═════ DONNÉES FOURNIES

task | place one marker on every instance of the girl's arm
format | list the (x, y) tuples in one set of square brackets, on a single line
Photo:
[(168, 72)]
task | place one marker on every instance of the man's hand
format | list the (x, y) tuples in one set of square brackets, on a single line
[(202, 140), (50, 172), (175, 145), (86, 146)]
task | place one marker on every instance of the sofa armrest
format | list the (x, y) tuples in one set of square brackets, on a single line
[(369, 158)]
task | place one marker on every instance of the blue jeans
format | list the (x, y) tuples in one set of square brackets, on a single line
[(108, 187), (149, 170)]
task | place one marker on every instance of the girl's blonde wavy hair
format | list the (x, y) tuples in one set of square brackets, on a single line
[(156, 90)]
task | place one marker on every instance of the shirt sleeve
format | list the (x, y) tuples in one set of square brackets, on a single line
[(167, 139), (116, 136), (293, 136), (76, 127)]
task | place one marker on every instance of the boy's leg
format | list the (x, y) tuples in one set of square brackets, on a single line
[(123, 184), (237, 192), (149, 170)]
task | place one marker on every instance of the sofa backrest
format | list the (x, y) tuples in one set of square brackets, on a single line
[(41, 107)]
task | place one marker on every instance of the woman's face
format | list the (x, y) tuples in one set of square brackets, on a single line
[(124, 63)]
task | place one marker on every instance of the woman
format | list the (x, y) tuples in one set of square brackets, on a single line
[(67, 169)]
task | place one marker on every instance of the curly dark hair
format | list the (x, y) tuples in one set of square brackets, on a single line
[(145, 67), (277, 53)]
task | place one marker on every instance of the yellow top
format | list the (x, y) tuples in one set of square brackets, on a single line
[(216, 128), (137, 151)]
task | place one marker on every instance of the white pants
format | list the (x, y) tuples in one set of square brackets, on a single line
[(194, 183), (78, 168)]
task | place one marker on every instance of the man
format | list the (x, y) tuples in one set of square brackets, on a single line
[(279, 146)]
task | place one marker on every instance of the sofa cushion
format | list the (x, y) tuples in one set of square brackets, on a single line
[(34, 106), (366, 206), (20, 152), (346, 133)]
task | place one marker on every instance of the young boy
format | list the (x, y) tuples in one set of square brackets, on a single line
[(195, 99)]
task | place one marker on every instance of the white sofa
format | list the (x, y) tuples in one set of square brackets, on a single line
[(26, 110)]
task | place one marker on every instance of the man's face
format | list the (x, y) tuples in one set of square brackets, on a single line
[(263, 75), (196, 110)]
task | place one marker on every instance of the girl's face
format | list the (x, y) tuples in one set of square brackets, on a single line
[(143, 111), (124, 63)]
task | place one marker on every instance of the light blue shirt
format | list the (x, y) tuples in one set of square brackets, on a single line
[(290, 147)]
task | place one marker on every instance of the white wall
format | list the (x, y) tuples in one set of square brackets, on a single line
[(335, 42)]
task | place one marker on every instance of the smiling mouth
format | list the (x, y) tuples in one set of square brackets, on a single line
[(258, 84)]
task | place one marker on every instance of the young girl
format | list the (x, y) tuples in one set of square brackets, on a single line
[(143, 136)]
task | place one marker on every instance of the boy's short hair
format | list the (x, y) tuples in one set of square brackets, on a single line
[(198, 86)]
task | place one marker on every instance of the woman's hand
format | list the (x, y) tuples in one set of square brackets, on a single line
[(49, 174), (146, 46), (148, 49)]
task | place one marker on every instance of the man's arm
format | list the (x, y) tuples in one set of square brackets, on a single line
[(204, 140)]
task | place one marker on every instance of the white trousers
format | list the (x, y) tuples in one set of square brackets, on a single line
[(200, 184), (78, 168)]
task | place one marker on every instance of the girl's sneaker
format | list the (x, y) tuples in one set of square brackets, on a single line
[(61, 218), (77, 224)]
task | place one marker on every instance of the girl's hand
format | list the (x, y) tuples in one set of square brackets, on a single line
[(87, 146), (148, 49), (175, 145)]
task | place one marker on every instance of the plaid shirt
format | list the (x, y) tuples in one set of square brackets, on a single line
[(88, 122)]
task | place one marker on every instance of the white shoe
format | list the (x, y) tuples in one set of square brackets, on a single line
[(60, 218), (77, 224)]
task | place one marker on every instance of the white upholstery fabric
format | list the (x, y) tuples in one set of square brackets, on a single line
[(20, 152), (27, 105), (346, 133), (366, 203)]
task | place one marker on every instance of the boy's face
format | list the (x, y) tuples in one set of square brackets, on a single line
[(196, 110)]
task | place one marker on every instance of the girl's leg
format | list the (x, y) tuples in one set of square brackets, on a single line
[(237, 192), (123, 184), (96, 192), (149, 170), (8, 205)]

══════════

Renvoyez l'intégralité des données ci-dessus, ligne pour ligne, sans la moindre modification.

RÉPONSE:
task | place one marker on every instance of the girl's arm
format | list the (x, y) tuples in one set of square brackets, on a single line
Photo:
[(168, 72)]
task | place one marker on every instance of the man's hand
format | list the (x, y) tuples in one set of square brackets, on a single line
[(202, 140), (50, 172), (175, 145), (86, 146)]
task | place one marker on every instance of the sofa armrest
format | list the (x, y) tuples in one set of square brackets, on a single line
[(369, 158)]
task | place one marker on every instance of the blue jeans
format | list the (x, y) tuples in one set of square brackets, on a single line
[(108, 187), (149, 170)]
task | place one marker on every instance of the girl's blonde wavy hair
format | list the (x, y) tuples in one set of square brackets, on a single line
[(156, 90)]
task | place one marker on every instance of the shirt sleeve
format | list the (x, y) tuples in one set of square brackets, on a single line
[(167, 139), (116, 136), (293, 136), (76, 127)]
task | place one marker on every instance of the boy's leg
format | list the (x, y) tuples in one set of square brackets, on a single line
[(123, 184), (237, 192), (149, 170)]
task | place one marker on every instance of the sofa backrest
format | list the (x, y) tuples in one set of square brackets, on a single line
[(41, 107)]
task | place one marker on every instance of the woman's face
format | list the (x, y) tuples in one set of square brackets, on a single line
[(124, 63)]
task | place one marker on every instance of the woman
format | list the (x, y) tuples in one set of square brackets, on a single line
[(67, 169)]
task | place one marker on every instance of the curly dark hair
format | list the (x, y) tuples in one set of square brackets, on a single line
[(145, 67), (277, 53)]
task | place one marker on every instance of the yellow top
format | list the (x, y) tuples in one set of square brackets, on a single line
[(216, 128), (137, 151)]
task | place one marker on every instance of the white pants
format | list the (x, y) tuples in one set of square brackets, on a single line
[(194, 183), (78, 168)]
task | place one marker on every instance of the man
format | list the (x, y) tuples in one set of square brackets, on a single line
[(279, 146)]
task | place one marker on every instance of the sofa cushion
format | list the (x, y) tuples in one set of square brackets, on a single line
[(34, 106), (366, 206), (20, 152), (346, 133)]
task | place one marker on every instance of the young boy
format | list the (x, y) tuples in one set of square brackets, on a single line
[(195, 99)]
task | place one marker on every instance of the white sofa
format | list the (x, y) tuples in one set of square brackets, on a single line
[(26, 110)]
task | place one marker on every instance of the man's face
format | list the (x, y) tuples in one set of square brackets, on a single line
[(263, 75), (196, 110)]
task | place one marker on every instance of the girl's face
format | list the (x, y) tuples in one set of square brackets, on a single line
[(143, 111), (124, 63)]
task | place one marker on every instance of the light blue shirt
format | list the (x, y) tuples in one set of square brackets, on a single line
[(290, 147)]
task | place one marker on every instance of the white wall
format | list the (x, y) tuples in one set of square brackets, on a single line
[(335, 42)]
task | place one marker on every instance of the smiling mouth
format | list the (x, y) tuples in one set of square brackets, on a single line
[(258, 84)]
task | place one marker on every instance of the young girl
format | list the (x, y) tuples in one set of square brackets, on a single line
[(143, 136)]
task | place one marker on every instance of the boy's short hair
format | list the (x, y) tuples in one set of square brackets, on a single line
[(198, 86)]
task | place one marker on every instance of the woman's hand
format | list the (x, y) tuples in one set of square brackets, on a single line
[(49, 174), (146, 46), (148, 49)]
task | place one marker on every instance of the man's arm
format | list the (x, y) tuples in one set of square brackets, on a single line
[(204, 140)]
task | place one marker on every instance of the white trousers
format | list the (x, y) tuples in one set of square brackets, on a single line
[(200, 184), (78, 168)]
task | place one marker on every instance of the girl's sneaker
format | list the (x, y) tuples in one set of square brackets, on a single line
[(61, 218), (77, 224)]
task | place one marker on every instance of the girl's hand
format | list the (x, y) tuples in one set of square brackets, on a single line
[(87, 146), (148, 49), (175, 145)]
task | place one marker on every instance of the plaid shirt
format | list the (x, y) tuples in one set of square brackets, on a single line
[(88, 122)]
task | place one marker on every instance of the white shoe
format | list the (x, y) tuples in one set of square brackets, on a single line
[(60, 218), (77, 224)]
task | place one marker on every instance of the white upholstery fabric
format | list the (x, y) tuples in one set of square brackets, on a single line
[(20, 152), (27, 105), (346, 133), (366, 203)]
task | place one marker on every instance of the boy's face
format | list the (x, y) tuples in one set of square brackets, on a single line
[(196, 110)]
task | place one marker on every instance of the girl's leg
format | list the (x, y) tuples in one set of square brackets, on a single line
[(237, 192), (123, 184), (96, 192), (149, 170), (8, 205)]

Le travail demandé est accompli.